TEXT SEGMENT »
____
Control variables provide classifications which determine the structure of the table and the presence of a particular cell. Observation variables give the result that appears in the cell.
When two control variables are cross tabulated or nested, the content of the cell is a count of the number of occurrences of data which match that combination of values.
When an observation variable is cross tabulated or nested with a control variable, the total (sum) for the observation variable is the default. That is, the structure of the table is unaltered by the inclusion of an observation variable but, instead of a count of data appearing in the cell contents, a total of the observation variable is calculated and an appropriate header label printed. Other statistics can be specified for observation variables.
Two observation variables cannot be cross tabulated or nested within each other and therefore observation variables may be specified in one and only one expression (dimension) of the TABULATE
statement.
____
INFORMATION PROVIDED »
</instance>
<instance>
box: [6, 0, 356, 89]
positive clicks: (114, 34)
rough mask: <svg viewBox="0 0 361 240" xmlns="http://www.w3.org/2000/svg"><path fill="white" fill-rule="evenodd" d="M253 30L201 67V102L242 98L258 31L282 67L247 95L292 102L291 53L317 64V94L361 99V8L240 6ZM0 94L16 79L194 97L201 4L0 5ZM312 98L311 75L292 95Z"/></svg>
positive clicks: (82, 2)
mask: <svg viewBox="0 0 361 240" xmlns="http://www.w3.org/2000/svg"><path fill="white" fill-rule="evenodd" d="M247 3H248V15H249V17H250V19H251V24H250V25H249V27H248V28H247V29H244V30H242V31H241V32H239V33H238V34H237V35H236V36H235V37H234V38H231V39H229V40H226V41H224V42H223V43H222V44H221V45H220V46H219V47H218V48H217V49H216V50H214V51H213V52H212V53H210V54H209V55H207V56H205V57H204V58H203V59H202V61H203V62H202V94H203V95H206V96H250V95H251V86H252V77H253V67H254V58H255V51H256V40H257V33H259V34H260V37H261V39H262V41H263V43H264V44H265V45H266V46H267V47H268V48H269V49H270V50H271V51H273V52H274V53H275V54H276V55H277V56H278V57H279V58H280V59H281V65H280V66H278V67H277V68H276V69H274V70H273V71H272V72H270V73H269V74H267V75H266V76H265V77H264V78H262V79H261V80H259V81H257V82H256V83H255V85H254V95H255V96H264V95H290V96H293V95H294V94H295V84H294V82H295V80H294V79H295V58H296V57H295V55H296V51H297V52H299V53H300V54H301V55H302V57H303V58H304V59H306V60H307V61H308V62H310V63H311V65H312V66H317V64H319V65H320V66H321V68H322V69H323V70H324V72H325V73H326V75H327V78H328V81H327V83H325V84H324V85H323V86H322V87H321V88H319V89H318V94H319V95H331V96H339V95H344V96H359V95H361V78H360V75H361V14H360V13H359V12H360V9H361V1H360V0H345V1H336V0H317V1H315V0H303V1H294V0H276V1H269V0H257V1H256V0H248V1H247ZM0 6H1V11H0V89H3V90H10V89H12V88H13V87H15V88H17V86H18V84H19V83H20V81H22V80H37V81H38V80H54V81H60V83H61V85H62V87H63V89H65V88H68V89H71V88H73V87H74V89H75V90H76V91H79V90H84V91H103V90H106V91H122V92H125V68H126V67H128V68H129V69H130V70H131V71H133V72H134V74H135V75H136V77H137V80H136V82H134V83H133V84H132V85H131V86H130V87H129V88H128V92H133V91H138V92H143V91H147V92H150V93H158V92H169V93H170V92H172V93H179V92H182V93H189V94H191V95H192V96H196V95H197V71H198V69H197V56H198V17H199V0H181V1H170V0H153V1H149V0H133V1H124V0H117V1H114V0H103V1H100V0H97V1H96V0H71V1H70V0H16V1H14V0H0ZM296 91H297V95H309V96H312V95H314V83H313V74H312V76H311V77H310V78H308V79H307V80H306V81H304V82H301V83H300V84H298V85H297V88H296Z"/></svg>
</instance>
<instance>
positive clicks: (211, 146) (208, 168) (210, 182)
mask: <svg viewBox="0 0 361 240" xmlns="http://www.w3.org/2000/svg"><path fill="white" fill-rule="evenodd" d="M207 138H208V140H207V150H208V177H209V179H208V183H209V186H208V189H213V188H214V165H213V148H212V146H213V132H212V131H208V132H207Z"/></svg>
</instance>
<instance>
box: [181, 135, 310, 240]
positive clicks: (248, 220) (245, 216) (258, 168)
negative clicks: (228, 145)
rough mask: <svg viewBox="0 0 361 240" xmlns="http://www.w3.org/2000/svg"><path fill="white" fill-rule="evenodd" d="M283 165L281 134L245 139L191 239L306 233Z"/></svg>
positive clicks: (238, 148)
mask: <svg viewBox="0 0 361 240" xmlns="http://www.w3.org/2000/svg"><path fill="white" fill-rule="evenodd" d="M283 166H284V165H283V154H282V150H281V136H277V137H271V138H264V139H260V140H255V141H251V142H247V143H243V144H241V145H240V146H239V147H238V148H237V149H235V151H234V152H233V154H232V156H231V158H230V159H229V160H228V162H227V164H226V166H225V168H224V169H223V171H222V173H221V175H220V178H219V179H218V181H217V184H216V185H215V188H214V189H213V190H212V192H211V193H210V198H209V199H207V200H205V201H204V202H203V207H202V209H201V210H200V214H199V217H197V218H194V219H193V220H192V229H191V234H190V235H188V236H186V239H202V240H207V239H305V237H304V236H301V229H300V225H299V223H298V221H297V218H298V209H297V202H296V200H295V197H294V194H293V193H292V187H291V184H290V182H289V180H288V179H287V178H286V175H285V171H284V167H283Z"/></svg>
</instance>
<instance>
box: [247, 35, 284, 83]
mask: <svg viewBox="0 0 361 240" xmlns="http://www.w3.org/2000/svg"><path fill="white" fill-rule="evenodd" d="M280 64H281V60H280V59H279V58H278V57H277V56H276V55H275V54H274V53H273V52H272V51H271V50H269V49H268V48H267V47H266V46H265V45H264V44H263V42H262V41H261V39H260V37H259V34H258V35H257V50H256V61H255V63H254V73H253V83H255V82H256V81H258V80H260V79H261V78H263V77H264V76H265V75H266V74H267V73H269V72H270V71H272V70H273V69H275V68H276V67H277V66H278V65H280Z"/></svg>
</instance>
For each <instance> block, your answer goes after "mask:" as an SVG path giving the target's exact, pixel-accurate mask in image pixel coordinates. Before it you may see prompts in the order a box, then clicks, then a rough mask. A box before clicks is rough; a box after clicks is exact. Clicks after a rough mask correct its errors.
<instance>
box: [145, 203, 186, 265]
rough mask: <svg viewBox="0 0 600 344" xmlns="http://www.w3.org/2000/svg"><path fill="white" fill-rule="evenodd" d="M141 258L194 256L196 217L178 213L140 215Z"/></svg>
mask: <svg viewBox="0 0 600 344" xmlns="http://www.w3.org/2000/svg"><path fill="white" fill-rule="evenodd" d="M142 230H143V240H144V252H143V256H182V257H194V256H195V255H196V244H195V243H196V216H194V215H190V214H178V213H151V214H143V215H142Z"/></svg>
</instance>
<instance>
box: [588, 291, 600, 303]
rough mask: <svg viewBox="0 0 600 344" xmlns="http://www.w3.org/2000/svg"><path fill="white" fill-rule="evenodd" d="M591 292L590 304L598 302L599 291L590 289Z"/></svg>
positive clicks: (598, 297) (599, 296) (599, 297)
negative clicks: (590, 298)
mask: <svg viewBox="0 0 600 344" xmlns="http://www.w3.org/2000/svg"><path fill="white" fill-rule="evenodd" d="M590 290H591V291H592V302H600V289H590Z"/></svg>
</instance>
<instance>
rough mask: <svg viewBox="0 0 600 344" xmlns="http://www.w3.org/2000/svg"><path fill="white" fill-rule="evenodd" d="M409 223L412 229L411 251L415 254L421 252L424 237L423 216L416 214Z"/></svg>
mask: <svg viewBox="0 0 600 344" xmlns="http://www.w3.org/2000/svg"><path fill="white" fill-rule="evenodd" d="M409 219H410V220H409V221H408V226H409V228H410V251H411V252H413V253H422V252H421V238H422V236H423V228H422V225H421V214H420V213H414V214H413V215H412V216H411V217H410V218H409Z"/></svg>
____
WORK ORDER 1 »
Answer these questions about the text on control and observation variables, one line each:
(a) When two control variables are cross tabulated or nested, what does the cell contain?
(b) What is the default result when an observation variable is cross tabulated or nested with a control variable?
(c) In how many expressions of the TABULATE statement may observation variables be specified?
WORK ORDER 2 » Report every line of the records that contains the string "positive".

WRITTEN ANSWER 1 »
(a) A count of the number of occurrences of data that match that combination of values.
(b) The total (sum) for the observation variable.
(c) In one and only one expression (dimension).

WRITTEN ANSWER 2 »
positive clicks: (114, 34)
positive clicks: (82, 2)
positive clicks: (211, 146) (208, 168) (210, 182)
positive clicks: (248, 220) (245, 216) (258, 168)
positive clicks: (238, 148)
positive clicks: (598, 297) (599, 296) (599, 297)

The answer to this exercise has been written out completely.